* _EXERCISE GOAL_: Revise the Maine authors text from "Can Mike Bowditch" down to "Simon & Schuster.", and write that stretch out again with "released" replaced by "published".
-------- SOURCE DOCUMENT
New Books by Maine Authors
Tis the season for new releases! Check out these new titles from your favorite Maine Authors:
Paul Doiron- The Precipice
The latest in Doiron’s Mike Bowditch crime series, The Precipice was published June 16 by Minotaur Books.
“When two female hikers disappear in the Hundred Mile WIlderness-the most remote stretch along the entire Appalachian Trail-Maine game warden Mike Bowditch joins the desperate search to find them.
Hope turns to despair after two unidentified corpses are discovered-their bones picked clean by coyotes. Do the bodies belong to the missing hikers? And were they killed by the increasingly aggressive wild dogs?
Soon, all of Maine is gripped with the fear of killer coyotes. But Bowditch has his doubts. His new girlfriend, wildlife biologist Stacey Stevens, insists the scavengers are being wrongly blamed. She believes a murderer may be hiding in the offbeat community of hikers, hippies, and woodsmen at the edge of the Hundred Mile Wilderness. When Stacey herself disappears along the Appalachian Trail, the hunt for answers becomes personal.
Can Mike Bowditch find the woman he loves before the most dangerous animal in the North Woods strikes again?”
David McCullough – The Wright Brothers
The newest title from acclaimed historical writer McCullough, The Wright Brothers was released May 5 by Simon & Schuster.
“On a winter day in 1903, in the Outer Banks of North Carolina, two unknown brothers from Ohio changed history. But it would take the world some time to believe what had happened: the age of flight had begun, with the first heavier-than-air, powered machine carrying a pilot.
----------------
-------- DATA FOR ANALYSIS
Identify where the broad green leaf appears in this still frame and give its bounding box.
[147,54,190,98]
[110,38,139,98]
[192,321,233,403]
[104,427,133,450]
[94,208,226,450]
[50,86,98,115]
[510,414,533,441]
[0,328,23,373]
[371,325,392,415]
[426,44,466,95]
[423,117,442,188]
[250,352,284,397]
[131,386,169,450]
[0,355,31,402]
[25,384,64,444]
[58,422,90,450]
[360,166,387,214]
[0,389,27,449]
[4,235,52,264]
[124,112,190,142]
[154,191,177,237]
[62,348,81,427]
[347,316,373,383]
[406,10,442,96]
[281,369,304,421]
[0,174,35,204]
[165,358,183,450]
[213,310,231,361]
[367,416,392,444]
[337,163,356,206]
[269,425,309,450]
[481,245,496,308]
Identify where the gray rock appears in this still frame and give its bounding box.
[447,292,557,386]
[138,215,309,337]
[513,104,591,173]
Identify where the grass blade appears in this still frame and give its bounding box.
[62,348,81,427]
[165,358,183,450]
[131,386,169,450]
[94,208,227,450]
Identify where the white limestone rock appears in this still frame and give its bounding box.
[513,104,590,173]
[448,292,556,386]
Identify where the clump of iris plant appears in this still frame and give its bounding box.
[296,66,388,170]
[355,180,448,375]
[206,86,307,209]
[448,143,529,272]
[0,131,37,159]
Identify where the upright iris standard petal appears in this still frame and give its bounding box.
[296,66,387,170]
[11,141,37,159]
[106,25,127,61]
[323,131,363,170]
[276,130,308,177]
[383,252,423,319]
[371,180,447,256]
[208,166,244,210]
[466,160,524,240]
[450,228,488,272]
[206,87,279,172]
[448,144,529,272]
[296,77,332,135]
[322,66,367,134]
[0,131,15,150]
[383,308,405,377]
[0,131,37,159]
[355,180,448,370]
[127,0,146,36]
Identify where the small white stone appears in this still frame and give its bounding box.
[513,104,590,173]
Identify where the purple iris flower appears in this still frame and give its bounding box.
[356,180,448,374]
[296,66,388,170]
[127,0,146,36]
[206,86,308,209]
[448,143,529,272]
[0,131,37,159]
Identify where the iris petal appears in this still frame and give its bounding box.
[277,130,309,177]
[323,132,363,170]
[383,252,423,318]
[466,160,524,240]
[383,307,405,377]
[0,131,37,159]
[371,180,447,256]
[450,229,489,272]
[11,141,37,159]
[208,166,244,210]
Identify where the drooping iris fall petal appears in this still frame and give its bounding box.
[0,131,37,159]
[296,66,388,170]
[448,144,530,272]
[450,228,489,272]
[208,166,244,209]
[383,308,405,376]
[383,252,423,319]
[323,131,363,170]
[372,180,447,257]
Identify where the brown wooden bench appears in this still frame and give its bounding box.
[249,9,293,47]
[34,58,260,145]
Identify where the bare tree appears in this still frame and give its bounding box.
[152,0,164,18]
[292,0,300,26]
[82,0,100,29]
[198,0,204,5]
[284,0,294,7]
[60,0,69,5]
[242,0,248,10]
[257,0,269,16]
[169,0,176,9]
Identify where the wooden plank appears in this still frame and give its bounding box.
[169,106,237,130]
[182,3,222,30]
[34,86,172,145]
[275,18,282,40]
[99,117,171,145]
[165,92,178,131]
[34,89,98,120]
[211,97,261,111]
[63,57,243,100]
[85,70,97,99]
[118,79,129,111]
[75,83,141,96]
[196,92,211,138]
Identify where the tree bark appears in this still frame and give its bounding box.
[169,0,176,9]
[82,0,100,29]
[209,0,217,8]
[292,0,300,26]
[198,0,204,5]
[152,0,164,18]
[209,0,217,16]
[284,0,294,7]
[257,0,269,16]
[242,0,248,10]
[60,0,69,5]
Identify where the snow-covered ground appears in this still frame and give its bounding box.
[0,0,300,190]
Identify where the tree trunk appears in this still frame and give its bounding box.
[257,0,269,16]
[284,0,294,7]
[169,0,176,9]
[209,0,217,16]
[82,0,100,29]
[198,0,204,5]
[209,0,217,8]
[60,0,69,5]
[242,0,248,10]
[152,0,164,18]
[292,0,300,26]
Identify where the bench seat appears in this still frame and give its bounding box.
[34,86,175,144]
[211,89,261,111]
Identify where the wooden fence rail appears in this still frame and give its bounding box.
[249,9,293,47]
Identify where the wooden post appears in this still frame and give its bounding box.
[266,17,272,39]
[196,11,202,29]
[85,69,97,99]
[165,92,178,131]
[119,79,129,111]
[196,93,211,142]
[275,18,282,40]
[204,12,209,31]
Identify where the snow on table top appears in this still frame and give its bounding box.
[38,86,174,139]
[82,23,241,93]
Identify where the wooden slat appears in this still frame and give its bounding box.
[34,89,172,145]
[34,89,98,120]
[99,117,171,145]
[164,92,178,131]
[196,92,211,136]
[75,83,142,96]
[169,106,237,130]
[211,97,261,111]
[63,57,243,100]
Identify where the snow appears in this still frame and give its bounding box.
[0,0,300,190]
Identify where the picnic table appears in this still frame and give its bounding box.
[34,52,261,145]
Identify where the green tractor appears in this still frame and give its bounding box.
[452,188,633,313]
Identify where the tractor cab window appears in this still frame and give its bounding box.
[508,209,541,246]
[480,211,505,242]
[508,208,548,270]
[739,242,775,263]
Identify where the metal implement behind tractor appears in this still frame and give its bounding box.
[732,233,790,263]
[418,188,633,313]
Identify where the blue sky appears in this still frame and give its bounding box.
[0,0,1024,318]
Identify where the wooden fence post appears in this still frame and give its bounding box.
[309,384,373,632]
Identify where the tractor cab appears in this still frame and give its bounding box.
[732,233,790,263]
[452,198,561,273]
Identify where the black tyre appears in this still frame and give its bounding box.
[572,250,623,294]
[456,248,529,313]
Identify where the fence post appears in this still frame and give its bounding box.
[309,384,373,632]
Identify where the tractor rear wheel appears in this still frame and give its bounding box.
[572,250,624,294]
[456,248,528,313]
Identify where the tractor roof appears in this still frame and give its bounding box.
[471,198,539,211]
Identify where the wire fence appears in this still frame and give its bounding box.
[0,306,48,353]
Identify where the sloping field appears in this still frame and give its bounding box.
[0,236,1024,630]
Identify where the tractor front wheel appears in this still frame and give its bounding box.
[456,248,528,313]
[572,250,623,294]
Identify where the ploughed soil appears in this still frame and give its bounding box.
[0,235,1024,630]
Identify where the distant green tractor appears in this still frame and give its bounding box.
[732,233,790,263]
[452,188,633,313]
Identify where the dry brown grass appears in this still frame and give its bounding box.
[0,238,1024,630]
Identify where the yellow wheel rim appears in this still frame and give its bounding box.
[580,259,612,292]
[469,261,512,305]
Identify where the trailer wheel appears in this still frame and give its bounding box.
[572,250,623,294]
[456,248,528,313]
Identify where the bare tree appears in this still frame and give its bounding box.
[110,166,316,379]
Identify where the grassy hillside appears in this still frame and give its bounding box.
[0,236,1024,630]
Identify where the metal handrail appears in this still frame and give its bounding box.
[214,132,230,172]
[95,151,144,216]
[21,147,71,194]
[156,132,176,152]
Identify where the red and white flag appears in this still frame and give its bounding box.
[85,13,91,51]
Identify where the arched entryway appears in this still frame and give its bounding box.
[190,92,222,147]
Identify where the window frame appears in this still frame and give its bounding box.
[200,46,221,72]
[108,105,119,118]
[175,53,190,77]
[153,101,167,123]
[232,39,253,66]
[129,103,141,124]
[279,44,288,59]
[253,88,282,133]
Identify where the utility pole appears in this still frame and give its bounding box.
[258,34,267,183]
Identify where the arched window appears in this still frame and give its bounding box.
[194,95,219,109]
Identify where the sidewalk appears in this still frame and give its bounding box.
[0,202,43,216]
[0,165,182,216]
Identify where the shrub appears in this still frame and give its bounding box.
----------------
* _OUTPUT FOR THIS EXERCISE_:
Can Mike Bowditch find the woman he loves before the most dangerous animal in the North Woods strikes again?”
David McCullough – The Wright Brothers
The newest title from acclaimed historical writer McCullough, The Wright Brothers was published May 5 by Simon & Schuster.